Problem to work on: Rewrite the rows from the first line through the line containing "<point>190,217</point>" as a numbered list, leaving out any blank lines.

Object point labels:
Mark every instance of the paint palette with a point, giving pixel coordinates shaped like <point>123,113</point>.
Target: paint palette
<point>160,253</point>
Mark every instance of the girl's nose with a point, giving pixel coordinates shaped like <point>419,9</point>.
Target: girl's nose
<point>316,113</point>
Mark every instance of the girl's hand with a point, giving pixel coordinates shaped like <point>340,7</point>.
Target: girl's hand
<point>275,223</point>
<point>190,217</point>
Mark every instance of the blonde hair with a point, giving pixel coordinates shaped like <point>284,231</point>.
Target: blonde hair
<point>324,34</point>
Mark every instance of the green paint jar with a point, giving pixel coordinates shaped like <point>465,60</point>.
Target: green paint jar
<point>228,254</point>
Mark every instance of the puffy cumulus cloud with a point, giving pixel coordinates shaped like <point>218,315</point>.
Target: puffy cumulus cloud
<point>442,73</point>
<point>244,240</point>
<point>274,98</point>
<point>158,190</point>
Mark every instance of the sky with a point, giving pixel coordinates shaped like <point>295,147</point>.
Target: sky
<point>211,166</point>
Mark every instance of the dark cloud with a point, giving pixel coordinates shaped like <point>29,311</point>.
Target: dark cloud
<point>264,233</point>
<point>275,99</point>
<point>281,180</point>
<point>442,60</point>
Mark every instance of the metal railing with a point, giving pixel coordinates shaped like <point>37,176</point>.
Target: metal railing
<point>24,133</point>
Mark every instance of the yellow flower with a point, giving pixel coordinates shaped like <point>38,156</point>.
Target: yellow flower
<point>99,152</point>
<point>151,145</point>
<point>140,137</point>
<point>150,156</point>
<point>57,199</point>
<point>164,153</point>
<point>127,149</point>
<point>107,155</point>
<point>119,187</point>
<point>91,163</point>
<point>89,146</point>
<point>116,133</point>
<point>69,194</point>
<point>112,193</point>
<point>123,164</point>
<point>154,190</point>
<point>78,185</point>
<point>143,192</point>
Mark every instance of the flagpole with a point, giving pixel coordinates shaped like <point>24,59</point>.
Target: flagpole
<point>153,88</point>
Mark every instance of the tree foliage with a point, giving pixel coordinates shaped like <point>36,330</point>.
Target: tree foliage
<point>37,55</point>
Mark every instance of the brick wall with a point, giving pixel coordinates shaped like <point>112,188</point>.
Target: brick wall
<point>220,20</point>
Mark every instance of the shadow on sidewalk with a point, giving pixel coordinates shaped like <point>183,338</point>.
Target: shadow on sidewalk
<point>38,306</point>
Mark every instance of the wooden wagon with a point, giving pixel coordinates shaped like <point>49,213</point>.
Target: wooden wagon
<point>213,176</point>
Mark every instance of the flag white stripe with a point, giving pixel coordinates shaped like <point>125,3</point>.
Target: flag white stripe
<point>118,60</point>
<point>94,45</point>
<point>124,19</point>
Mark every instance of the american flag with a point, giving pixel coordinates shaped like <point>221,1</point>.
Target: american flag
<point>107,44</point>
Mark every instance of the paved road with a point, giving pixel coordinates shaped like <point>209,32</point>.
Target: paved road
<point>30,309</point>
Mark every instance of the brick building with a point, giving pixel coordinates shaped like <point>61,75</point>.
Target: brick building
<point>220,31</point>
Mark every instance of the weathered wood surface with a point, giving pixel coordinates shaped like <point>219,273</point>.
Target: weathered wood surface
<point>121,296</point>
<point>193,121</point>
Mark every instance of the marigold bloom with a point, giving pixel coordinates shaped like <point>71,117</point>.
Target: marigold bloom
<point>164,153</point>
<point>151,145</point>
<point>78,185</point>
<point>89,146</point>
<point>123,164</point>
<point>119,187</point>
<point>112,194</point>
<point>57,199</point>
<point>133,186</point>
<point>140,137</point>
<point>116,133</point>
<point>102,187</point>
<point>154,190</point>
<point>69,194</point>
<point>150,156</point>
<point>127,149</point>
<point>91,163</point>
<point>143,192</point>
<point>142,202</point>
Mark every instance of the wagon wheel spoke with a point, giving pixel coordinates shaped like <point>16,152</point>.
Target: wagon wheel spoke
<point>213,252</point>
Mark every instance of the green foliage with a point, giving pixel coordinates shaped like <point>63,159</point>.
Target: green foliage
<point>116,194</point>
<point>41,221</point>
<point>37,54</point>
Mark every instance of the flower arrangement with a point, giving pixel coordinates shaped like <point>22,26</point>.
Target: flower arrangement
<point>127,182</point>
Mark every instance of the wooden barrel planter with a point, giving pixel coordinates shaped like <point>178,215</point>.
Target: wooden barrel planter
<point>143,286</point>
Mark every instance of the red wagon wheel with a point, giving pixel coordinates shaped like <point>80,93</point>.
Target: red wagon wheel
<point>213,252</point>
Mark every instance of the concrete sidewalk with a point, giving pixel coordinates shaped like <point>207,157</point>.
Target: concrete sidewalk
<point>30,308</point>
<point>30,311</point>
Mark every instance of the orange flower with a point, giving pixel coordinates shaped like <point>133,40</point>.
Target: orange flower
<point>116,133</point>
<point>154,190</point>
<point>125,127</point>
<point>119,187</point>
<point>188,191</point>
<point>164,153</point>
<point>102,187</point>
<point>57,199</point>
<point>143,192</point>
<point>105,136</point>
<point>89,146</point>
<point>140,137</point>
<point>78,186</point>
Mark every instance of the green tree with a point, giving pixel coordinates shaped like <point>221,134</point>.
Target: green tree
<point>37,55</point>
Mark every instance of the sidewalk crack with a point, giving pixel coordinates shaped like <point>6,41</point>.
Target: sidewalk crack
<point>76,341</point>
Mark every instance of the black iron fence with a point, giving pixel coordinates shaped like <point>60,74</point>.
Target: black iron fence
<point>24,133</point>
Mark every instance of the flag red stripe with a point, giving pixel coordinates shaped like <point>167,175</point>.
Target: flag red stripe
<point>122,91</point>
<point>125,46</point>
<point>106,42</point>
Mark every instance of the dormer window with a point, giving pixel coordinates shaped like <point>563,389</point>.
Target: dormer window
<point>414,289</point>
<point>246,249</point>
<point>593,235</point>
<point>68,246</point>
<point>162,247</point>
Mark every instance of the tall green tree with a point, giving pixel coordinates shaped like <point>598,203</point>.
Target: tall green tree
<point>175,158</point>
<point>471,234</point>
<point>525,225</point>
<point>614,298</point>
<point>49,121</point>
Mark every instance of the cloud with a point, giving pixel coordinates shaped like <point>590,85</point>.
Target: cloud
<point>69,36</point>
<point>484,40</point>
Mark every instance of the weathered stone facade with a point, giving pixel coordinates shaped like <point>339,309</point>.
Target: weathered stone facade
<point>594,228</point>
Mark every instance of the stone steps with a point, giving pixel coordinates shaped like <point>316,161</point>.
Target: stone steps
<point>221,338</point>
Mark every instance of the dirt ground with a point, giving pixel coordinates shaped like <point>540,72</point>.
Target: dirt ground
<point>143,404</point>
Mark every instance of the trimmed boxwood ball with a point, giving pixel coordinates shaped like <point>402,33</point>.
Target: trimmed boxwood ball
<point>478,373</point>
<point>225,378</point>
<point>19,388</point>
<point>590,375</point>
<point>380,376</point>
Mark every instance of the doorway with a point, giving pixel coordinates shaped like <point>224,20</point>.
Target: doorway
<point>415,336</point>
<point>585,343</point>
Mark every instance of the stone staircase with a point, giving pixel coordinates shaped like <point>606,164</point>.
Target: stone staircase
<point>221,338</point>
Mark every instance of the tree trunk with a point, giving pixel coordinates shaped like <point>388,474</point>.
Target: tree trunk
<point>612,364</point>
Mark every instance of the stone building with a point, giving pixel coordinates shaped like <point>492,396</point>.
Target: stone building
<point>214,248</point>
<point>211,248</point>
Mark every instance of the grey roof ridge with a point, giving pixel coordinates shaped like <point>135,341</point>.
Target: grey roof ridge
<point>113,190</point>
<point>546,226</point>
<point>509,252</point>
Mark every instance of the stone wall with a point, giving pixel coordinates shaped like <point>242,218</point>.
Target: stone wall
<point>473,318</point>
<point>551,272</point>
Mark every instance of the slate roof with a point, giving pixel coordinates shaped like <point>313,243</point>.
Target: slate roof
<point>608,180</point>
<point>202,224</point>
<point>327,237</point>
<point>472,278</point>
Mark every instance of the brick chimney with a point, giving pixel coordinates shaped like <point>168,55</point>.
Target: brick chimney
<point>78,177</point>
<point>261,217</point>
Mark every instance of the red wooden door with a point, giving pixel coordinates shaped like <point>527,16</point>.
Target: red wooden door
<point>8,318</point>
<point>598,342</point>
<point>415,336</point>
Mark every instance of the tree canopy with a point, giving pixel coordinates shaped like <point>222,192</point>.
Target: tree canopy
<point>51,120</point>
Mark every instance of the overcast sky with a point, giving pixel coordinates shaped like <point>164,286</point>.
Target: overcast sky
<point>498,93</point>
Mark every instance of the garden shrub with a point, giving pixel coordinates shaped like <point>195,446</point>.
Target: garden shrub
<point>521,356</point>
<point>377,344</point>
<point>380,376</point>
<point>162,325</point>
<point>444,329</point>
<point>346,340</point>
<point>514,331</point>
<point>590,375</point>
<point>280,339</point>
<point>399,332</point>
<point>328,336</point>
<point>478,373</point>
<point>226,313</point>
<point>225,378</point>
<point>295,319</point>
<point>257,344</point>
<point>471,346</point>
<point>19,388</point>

Completed exercise:
1. Mark every instance of the paint palette with a point, giving pixel coordinates shaped like <point>123,113</point>.
2. Target: paint palette
3. <point>160,253</point>
4. Mark every instance of the girl's nose with a point, giving pixel coordinates shaped like <point>419,9</point>.
5. Target: girl's nose
6. <point>316,113</point>
7. Mark every instance of the girl's hand with a point, giving pixel coordinates shaped like <point>340,7</point>.
8. Target: girl's hand
9. <point>275,223</point>
10. <point>190,217</point>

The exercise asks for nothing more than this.